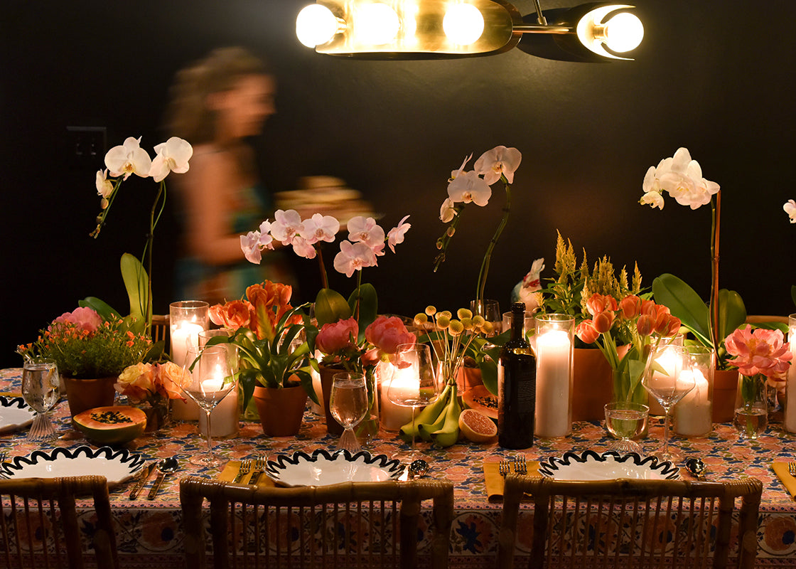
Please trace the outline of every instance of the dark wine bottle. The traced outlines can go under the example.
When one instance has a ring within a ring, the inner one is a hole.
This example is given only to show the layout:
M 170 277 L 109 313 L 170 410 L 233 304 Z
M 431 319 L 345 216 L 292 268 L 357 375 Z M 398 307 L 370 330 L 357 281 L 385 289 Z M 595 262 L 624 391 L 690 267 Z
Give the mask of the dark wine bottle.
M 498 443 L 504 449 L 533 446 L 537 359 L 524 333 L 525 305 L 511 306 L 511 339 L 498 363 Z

_ _ _ _ _

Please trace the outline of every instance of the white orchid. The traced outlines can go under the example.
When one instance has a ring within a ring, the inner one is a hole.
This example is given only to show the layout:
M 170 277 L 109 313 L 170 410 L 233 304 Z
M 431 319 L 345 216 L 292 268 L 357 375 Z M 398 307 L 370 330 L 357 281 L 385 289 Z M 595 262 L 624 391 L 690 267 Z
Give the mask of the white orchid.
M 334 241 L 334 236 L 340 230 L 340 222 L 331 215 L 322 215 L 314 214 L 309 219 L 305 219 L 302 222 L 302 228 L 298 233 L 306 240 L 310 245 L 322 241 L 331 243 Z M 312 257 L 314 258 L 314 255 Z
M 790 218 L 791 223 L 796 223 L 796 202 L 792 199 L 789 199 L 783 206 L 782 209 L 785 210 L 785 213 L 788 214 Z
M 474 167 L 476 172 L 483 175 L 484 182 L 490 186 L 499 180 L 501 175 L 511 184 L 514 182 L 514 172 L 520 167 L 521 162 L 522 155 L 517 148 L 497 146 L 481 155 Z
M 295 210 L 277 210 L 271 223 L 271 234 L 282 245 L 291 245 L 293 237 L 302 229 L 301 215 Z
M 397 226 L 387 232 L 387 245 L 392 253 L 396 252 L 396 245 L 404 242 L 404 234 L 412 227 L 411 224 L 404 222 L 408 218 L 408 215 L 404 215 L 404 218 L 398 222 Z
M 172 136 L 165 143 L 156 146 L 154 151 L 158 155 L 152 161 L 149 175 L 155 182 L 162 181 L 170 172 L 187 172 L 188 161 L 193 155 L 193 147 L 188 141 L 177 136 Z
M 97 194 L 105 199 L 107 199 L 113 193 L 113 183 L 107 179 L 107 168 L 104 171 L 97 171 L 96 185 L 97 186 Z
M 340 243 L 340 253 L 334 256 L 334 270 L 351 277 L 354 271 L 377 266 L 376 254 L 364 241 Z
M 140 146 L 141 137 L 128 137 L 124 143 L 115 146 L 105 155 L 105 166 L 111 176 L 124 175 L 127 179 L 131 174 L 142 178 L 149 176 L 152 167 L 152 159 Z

_ _ _ _ _

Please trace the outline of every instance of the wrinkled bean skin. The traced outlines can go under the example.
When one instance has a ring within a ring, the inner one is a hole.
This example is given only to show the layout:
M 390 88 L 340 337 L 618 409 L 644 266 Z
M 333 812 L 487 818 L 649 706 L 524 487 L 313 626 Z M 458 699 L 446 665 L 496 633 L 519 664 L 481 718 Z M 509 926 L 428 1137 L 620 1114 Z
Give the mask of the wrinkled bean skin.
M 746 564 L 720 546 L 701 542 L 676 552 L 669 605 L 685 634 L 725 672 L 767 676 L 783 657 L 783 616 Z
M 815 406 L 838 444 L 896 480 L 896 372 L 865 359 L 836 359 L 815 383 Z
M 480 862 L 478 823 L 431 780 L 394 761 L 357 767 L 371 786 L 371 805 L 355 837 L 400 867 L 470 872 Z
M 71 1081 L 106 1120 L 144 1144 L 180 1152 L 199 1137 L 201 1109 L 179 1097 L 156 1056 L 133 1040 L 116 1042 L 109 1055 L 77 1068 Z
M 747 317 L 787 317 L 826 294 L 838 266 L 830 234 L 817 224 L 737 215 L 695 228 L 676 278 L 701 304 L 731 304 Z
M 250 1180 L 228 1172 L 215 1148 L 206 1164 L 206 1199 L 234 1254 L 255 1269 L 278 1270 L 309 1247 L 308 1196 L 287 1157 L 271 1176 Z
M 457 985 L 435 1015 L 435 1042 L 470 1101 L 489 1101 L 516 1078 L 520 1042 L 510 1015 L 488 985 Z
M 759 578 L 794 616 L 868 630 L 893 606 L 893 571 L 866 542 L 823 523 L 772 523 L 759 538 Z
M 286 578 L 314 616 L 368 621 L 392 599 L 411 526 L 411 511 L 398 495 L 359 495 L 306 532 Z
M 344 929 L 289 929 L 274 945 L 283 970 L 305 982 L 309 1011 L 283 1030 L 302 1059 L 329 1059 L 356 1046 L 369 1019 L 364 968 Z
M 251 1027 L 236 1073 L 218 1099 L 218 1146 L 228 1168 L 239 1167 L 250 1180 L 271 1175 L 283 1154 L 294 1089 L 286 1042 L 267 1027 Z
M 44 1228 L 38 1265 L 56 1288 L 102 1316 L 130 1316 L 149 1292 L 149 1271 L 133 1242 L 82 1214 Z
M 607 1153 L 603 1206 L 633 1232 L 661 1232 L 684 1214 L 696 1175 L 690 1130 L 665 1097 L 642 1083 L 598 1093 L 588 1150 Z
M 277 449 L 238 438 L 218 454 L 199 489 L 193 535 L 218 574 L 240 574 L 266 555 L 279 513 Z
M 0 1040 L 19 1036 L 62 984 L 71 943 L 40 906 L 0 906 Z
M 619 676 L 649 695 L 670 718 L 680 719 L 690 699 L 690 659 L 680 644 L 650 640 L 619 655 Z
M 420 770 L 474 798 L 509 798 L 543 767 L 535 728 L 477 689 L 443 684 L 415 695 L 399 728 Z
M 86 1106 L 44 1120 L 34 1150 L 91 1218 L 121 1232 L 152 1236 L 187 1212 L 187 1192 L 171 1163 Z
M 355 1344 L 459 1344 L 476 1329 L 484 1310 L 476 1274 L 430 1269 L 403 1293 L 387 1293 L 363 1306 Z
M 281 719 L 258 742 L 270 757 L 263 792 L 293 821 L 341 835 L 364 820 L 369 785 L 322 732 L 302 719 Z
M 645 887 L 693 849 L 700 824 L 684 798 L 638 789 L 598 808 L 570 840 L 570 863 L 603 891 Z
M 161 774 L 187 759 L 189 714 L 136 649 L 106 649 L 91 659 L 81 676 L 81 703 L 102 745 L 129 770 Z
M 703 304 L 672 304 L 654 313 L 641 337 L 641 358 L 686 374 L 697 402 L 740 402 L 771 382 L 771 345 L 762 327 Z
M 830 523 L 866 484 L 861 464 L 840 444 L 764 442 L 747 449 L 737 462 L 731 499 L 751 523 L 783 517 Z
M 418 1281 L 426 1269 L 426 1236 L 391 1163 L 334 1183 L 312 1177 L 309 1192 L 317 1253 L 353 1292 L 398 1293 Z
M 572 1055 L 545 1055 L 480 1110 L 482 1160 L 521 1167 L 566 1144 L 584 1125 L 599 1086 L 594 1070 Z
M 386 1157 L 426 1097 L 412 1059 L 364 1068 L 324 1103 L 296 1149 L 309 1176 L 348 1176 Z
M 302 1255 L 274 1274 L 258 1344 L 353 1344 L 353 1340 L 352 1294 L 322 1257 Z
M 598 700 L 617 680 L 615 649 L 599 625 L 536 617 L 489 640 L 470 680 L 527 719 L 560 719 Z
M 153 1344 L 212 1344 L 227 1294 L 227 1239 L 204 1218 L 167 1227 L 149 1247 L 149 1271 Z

_ _ _ _ _

* _Written problem_:
Copy out the data from the line containing "Please trace the outline of every instance of the dark" down to the line containing "M 498 443 L", including both of those lines, character for character.

* _Result for this exercise_:
Please trace the outline of every instance of the dark wine bottle. The traced outlines can go under the example.
When one instance has a ring within a ring, the inner one is a hole.
This example is given only to show the layout:
M 170 277 L 109 313 L 170 410 L 233 304 Z
M 431 319 L 345 216 L 292 268 L 357 375 Z M 398 307 L 370 330 L 357 281 L 385 289 Z M 595 262 L 624 391 L 690 267 Z
Give the mask of the dark wine bottle.
M 498 443 L 504 449 L 533 446 L 537 359 L 524 333 L 525 305 L 511 306 L 511 339 L 498 363 Z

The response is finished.